EXERCISE REQUIREMENTS:
• A. Copy the religious freedom news passage word for word, starting with "9. Supreme Court" and going on through "of their practice.".
• B. Proceed with the religious freedom news passage from the point where it ends.

SUPPLIED PASSAGE:

9. Supreme Court allows entheogenic tea. In a unanimous decision the Supreme Court ruled (full opinion, here) that members of O Centro Espirita Beneficiente Uniao do Vegetal may legally import and use the entheogenic tea hoasca. The tea which contains traces of DMT is banned by the Controlled Substances Act. This is seen as a blow to the Bush administration who has been actively fighting this case for years. The court ruled that the government has failed to supply a “compelling interest” to limit the religious practices of the group, Justice Roberts said that the government was taking a “zero tolerance approach.” This is widely seen as a triumph of the Religious Freedom Restoration Act, and could also open the doors to other religious groups who feel that the ritualized use of entheogenic substances are an important part of their practice.

8. Religious Right tactics backfire in favor of Pagans. We are used to different factions of the Religious Right fighting to put Christianity “back” into schools and other government-funded areas, but this year we witnessed this tactic backfire (at least) twice and the true ramifications of their actions become more clear. First the Brunswick County Board of Education in North Carolina tried to approve a new policy that would allow the disbursement of religious tracts in their schools. But after Llewellyn publications offered to disburse free Pagan books through local groups, the board got cold feet, tabled the vote, and spawned one of my favorite news photos of the year. Then later this year Falwell’s Liberty Counsel threatened an elementary school in Charlottesville with legal action if it didn’t allow two children to distribute Bible-school flyers, the school board fearing legal action started allowing religious material which opened the way for a local Pagan group to advertise their Yule event (much to the chagrin of local Christians). Do you think that since their fingers have been singed they will have learned their lesson?

Stored items:

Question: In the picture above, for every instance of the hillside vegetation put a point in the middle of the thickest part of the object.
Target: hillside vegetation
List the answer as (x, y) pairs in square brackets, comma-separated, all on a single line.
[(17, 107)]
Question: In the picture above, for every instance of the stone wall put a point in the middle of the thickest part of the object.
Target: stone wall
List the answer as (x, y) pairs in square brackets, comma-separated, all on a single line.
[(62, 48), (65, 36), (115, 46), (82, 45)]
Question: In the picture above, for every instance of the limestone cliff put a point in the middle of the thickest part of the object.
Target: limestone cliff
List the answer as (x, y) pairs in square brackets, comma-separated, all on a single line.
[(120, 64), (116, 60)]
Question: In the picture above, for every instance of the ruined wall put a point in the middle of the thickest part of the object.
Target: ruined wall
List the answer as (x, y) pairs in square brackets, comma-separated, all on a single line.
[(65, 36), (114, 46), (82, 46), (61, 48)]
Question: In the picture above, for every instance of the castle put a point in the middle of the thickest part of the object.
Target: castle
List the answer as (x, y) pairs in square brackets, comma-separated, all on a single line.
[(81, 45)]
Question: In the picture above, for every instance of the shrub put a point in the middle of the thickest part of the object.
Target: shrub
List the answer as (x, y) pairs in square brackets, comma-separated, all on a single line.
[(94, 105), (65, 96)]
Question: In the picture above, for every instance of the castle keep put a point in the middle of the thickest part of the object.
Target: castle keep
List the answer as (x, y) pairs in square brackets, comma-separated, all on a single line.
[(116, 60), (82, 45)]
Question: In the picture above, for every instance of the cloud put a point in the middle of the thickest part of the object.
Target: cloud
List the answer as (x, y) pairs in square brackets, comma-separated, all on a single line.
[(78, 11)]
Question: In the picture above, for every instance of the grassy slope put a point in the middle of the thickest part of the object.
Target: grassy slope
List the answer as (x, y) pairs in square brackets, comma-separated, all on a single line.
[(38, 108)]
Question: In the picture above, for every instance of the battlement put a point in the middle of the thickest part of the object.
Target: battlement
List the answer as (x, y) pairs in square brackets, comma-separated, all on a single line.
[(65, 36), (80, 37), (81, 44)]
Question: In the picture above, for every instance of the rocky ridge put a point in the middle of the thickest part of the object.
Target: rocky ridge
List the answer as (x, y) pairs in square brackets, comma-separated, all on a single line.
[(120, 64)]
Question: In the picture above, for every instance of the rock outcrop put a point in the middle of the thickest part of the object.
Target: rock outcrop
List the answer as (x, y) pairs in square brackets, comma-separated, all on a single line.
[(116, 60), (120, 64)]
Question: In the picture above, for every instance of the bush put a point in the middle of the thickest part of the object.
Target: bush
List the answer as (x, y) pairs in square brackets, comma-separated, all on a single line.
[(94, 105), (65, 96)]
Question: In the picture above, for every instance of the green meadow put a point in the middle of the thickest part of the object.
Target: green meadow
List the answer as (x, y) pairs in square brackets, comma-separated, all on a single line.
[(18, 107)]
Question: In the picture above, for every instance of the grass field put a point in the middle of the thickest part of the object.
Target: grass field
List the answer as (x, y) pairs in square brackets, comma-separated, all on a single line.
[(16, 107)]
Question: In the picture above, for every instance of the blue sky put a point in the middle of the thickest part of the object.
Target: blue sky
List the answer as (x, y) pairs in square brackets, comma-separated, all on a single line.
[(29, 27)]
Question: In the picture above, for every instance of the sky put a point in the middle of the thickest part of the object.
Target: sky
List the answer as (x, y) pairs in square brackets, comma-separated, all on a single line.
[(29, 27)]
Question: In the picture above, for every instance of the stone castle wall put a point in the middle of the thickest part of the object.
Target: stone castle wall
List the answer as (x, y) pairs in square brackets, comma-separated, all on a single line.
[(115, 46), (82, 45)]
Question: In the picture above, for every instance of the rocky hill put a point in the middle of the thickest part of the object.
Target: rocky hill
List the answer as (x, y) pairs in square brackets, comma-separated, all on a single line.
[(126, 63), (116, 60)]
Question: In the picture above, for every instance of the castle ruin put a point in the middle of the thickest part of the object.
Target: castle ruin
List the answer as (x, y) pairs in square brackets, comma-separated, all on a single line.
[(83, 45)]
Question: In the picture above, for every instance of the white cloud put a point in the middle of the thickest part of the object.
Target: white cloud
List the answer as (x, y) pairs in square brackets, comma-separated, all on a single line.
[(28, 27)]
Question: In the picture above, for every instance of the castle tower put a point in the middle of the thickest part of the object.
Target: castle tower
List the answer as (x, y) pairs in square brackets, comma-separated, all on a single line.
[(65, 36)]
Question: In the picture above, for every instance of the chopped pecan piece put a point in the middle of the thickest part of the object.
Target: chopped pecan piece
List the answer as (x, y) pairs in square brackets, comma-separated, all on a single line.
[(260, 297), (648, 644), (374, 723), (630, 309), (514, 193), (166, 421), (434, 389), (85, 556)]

REPLIES:
• A.
9. Supreme Court allows entheogenic tea. In a unanimous decision the Supreme Court ruled (full opinion, here) that members of O Centro Espirita Beneficiente Uniao do Vegetal may legally import and use the entheogenic tea hoasca. The tea which contains traces of DMT is banned by the Controlled Substances Act. This is seen as a blow to the Bush administration who has been actively fighting this case for years. The court ruled that the government has failed to supply a “compelling interest” to limit the religious practices of the group, Justice Roberts said that the government was taking a “zero tolerance approach.” This is widely seen as a triumph of the Religious Freedom Restoration Act, and could also open the doors to other religious groups who feel that the ritualized use of entheogenic substances are an important part of their practice.

• B.
7. Growing freedoms for Pagans outside America. This year saw all sorts of positive news for Pagans outside of America. Greek Pagans were allowed the right to perform public rituals and legally exist in the Orthodox-dominated country, Romania has officially recognized Witchcraft, and Iceland has increased the number of Asatru priests who can perform legal ceremonies. Meanwhile, a recent examination of census data makes modern Paganism the fastest growing religious category in Australia. It looks like the re-birth of Paganism is growing strong roots just about everywhere it exists.

6. American teens are experimenting with Wicca/Witchcraft in ever-growing numbers. The evangelical polling organization The Barna Group found in three national studies of over 4000 teens that an overwhelming majority of (73%) have participated in “psychic or witchcraft-related activity, beyond mere media exposure or horoscope usage.” This was so remarkable that the organization listed it as one of their most significant findings of the year. It may not be a “phase” either. The recently released Baylor study on American religion found a “surprising level” of paranormal belief and experience amongst adults as well. Figures that could signify a continuing growth of modern Pagan faiths.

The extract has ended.